▶ **Exercise details**: Count the lines in the items below that contain the string "sneaker" and give only that number.

___ Given entries

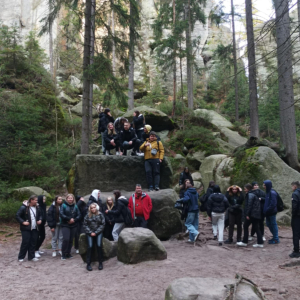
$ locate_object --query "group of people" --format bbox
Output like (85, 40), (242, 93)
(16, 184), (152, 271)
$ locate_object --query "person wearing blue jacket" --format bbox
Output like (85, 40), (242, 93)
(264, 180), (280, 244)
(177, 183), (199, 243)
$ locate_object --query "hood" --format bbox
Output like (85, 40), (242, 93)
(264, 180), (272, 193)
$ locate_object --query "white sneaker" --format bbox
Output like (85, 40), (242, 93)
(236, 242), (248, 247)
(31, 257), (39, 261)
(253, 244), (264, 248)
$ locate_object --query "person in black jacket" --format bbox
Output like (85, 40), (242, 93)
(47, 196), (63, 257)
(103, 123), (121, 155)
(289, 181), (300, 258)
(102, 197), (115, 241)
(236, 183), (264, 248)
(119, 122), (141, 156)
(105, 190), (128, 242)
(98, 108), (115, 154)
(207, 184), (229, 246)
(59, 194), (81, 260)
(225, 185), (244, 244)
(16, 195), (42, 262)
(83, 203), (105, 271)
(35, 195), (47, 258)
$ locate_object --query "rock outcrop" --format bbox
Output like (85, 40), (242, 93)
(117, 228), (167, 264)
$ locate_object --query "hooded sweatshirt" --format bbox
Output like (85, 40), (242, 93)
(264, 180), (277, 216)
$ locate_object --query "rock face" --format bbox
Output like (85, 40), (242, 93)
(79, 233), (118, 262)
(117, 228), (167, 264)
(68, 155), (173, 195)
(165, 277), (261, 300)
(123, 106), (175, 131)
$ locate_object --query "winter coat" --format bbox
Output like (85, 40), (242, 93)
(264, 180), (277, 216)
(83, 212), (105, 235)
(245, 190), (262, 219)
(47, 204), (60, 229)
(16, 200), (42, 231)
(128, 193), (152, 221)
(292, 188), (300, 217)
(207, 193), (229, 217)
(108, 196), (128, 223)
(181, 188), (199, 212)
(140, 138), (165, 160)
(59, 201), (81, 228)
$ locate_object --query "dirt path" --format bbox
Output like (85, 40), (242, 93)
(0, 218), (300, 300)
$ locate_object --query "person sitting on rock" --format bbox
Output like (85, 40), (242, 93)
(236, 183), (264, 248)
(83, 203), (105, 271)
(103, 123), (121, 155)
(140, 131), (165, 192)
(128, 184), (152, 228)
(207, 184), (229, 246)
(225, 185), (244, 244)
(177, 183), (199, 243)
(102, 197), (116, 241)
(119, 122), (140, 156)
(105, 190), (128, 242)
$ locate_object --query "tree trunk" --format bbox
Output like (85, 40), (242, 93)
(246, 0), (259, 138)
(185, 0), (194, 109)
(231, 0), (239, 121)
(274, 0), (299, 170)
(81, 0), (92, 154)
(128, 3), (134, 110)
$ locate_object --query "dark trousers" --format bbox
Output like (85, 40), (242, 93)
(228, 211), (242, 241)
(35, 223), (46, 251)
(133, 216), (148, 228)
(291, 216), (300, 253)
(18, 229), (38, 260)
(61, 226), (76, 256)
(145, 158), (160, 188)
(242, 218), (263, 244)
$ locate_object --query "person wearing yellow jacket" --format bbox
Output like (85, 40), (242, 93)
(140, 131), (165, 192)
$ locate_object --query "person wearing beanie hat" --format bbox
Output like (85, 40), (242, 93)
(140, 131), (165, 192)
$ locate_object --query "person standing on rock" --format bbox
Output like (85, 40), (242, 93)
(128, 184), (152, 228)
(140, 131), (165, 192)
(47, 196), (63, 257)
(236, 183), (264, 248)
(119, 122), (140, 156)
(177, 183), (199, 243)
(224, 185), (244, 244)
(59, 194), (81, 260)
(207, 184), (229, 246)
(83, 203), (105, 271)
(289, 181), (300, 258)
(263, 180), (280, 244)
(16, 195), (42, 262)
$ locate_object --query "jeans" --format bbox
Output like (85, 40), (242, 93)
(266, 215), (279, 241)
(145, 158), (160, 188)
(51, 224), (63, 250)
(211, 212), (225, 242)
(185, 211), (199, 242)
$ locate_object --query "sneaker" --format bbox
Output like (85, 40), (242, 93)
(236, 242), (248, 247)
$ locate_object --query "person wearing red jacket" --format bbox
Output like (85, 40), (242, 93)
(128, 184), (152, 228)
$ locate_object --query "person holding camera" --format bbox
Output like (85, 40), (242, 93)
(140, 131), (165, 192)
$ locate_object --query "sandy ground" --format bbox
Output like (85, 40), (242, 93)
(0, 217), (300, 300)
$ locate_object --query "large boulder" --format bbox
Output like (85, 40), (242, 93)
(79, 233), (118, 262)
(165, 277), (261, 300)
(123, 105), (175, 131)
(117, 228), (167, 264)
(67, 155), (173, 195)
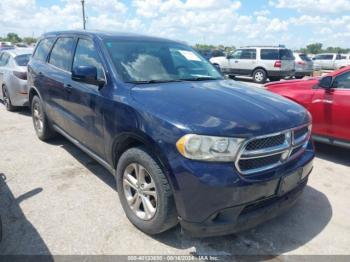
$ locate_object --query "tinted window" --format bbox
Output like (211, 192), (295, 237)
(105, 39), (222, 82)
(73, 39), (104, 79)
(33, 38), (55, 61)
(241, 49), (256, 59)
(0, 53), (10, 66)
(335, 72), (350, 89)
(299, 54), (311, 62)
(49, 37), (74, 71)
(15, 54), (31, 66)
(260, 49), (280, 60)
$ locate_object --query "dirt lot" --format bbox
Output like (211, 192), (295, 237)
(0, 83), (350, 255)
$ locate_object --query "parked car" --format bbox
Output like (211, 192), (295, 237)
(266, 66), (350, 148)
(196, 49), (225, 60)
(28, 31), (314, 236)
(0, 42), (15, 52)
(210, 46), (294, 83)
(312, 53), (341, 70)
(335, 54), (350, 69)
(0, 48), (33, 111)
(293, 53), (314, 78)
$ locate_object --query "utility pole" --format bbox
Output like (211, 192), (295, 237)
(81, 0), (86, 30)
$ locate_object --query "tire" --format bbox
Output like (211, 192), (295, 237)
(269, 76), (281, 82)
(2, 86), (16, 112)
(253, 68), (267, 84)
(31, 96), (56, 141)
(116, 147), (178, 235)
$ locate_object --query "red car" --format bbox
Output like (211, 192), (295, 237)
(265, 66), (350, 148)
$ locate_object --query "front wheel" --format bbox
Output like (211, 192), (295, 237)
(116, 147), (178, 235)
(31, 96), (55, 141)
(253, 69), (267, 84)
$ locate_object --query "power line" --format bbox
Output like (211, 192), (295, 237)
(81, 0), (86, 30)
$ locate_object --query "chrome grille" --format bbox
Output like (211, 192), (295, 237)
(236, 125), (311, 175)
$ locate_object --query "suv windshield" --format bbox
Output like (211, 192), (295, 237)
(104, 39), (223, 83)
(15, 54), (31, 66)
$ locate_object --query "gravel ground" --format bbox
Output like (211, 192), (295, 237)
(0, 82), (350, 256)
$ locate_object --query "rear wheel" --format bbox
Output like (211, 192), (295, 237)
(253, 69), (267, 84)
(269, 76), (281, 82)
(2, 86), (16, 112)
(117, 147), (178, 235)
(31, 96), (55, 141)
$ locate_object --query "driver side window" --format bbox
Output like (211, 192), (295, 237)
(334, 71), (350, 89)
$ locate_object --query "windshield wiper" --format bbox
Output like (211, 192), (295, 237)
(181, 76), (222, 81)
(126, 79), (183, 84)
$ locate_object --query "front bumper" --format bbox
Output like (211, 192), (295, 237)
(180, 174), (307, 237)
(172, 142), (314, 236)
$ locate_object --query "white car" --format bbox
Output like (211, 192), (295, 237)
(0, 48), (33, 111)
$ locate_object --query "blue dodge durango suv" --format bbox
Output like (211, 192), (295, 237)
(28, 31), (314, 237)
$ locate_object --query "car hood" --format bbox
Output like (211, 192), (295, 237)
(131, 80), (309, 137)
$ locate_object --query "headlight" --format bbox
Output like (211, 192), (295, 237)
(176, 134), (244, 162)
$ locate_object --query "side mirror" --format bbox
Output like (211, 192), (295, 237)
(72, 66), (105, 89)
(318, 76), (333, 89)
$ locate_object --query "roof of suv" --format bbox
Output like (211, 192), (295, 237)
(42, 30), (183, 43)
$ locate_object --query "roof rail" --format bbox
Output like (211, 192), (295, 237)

______
___ Given entries

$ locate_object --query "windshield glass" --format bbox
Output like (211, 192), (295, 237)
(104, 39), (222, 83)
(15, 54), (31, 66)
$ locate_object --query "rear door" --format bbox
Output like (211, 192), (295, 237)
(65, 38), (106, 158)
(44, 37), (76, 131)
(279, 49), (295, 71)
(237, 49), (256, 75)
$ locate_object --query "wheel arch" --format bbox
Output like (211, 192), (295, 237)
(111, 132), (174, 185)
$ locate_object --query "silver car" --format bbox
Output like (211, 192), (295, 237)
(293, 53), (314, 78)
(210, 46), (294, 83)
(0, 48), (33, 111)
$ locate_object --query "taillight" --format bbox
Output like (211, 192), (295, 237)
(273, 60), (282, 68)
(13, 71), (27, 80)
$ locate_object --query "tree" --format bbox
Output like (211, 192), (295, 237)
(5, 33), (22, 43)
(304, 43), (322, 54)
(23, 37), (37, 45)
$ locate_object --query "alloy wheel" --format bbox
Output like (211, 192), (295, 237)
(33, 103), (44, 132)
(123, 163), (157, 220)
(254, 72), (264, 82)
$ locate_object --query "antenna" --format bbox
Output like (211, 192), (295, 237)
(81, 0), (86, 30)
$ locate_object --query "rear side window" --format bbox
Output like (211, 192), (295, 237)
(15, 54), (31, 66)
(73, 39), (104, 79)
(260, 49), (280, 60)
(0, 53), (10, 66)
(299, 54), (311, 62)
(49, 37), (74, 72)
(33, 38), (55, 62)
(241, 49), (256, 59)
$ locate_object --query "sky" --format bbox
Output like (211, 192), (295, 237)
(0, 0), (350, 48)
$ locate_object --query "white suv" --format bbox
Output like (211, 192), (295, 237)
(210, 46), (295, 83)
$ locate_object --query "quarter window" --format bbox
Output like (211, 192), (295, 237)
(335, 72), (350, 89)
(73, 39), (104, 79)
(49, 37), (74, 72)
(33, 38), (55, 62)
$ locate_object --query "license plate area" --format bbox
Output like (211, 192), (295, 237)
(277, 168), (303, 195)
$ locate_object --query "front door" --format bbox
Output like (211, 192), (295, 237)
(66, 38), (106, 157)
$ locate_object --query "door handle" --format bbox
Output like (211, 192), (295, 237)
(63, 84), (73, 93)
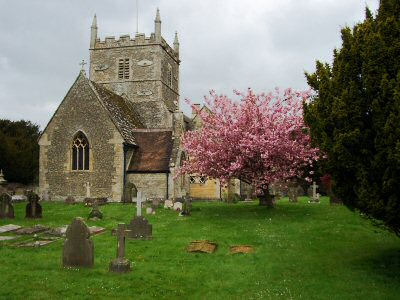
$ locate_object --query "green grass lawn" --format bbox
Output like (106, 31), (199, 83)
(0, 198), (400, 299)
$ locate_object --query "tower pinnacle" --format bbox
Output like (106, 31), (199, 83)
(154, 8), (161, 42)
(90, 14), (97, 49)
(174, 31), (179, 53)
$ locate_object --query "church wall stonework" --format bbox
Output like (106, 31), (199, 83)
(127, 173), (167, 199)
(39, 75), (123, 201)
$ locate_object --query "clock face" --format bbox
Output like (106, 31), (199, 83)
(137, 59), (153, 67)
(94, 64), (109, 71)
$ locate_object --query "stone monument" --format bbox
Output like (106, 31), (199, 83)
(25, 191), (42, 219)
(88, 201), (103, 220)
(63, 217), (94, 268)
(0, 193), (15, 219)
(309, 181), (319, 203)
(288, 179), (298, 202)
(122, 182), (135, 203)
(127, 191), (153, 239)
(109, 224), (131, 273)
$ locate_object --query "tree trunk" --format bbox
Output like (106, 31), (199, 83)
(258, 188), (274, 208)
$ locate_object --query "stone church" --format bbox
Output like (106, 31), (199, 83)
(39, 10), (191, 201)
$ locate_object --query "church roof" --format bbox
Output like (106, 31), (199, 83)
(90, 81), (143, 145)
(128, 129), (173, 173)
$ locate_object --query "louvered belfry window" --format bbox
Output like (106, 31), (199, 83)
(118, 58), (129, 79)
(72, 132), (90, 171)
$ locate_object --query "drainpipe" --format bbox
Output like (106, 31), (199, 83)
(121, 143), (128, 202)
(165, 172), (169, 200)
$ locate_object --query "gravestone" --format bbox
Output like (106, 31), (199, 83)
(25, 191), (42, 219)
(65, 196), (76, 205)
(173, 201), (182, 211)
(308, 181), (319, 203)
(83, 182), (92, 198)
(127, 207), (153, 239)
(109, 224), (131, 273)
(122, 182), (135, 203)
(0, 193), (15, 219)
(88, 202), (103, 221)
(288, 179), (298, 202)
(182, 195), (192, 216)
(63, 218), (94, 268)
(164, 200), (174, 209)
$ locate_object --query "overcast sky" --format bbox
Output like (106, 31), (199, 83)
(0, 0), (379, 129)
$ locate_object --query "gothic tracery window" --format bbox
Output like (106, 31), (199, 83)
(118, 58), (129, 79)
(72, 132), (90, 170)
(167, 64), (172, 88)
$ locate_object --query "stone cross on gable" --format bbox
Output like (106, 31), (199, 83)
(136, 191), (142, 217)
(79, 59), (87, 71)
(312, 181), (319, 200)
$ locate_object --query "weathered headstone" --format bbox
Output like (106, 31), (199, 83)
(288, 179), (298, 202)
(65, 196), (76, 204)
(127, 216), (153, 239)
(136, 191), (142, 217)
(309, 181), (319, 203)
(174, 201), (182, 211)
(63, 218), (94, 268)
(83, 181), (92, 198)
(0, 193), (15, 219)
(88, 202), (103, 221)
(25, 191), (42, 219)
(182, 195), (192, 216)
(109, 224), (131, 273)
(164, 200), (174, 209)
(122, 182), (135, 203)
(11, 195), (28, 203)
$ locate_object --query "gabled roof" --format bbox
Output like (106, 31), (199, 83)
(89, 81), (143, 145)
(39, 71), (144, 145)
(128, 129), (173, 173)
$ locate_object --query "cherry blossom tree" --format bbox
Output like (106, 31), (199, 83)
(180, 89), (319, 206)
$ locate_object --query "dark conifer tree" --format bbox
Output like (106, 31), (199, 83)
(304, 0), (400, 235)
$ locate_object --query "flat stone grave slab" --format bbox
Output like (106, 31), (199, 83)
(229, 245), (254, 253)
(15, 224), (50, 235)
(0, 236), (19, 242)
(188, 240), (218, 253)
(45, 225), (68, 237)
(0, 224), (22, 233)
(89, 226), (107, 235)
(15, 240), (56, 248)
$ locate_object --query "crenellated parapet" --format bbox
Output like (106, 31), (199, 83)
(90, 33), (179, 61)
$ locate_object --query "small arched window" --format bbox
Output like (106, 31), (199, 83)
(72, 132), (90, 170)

______

▶ **Full output**: 2